### RAW DATA ###
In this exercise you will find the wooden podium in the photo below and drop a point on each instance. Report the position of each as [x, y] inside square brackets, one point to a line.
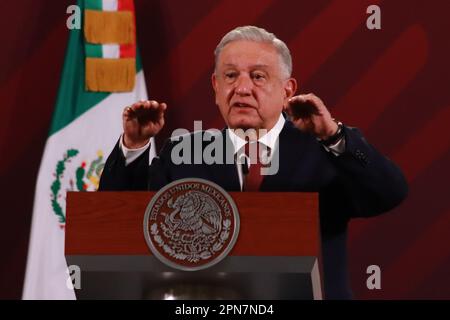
[276, 255]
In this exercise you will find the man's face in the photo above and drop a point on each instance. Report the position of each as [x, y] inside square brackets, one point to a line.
[249, 84]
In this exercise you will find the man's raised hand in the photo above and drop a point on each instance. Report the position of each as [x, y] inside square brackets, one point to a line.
[309, 114]
[142, 121]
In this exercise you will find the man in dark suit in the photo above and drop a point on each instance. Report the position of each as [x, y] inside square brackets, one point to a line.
[254, 90]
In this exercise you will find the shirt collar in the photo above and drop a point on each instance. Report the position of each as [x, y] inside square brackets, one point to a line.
[269, 139]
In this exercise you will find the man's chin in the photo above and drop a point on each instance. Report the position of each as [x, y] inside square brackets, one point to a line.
[244, 123]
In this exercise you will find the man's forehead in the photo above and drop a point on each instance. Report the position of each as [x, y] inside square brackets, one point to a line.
[257, 54]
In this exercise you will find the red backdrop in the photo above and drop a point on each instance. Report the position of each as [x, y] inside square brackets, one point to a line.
[392, 83]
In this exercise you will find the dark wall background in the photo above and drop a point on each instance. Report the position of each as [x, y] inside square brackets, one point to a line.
[391, 83]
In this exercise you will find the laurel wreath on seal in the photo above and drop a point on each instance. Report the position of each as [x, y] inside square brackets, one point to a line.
[224, 235]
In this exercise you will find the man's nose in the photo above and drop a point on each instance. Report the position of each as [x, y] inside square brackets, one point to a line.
[244, 86]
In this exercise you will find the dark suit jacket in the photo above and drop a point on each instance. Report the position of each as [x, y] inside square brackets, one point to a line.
[359, 183]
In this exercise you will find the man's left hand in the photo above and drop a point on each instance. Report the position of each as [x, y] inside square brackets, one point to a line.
[309, 114]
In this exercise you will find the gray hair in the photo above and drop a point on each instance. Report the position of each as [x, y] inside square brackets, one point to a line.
[252, 33]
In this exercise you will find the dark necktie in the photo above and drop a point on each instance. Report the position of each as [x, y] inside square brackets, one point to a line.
[252, 174]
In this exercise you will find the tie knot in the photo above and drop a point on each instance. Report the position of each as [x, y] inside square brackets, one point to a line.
[255, 153]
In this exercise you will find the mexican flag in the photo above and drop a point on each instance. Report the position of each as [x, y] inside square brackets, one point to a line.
[99, 79]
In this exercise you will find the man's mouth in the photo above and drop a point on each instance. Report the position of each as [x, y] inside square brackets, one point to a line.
[242, 105]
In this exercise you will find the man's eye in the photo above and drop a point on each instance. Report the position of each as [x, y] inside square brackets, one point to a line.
[258, 76]
[230, 75]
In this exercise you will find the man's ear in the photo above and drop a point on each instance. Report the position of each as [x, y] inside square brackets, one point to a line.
[214, 84]
[290, 88]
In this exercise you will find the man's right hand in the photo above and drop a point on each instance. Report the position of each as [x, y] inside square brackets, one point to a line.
[141, 121]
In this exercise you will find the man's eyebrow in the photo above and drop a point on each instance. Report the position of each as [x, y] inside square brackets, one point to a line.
[255, 66]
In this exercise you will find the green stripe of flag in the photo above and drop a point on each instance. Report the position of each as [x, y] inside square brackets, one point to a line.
[73, 100]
###
TASK STATEMENT: Starting at the line that contains "In this exercise you will find the tie", quote each remaining line of the entries above, unchanged.

WRITTEN SOLUTION:
In this exercise you will find the tie knot in the photo above and drop a point on each instance. Report the position of each as [x, y] inside square brackets, one point to a line.
[255, 153]
In this exercise you will find the mexican flag in the photo above and drop a point on each instance. Report the position of each as [x, y] inside square brackets, one point to a line.
[99, 79]
In this exercise you will find the man's mouth in the photo above and drop a point on each instance. Report the position of each as [x, y] inside square brackets, one point to a line.
[242, 105]
In this exercise you will find the man's eye in the photo above and drop a point on each instance. Report the position of each as [x, y] inside square brackets, one point to a line.
[258, 76]
[230, 75]
In this exercise you will find the man's ear in the photo above and drop a point on each instance. Report the position of each as [x, y] inside square brackets, one point to a line.
[214, 84]
[290, 88]
In this exercise you will find the man's right hand in the photo above and drop a point on each instance. Report the position of each as [x, y] inside square brackets, one point to a line.
[141, 121]
In this exercise you will find the man's eyebrow in the photo above and drop a point on each instance. Report the position of each as [x, y] inside square brackets, one point to a line.
[255, 66]
In this exercise you will find the green stripe of flag in the photo above and drop a point on each instance. Report the position of each as [x, y] inside square brackets, one point to a line.
[73, 100]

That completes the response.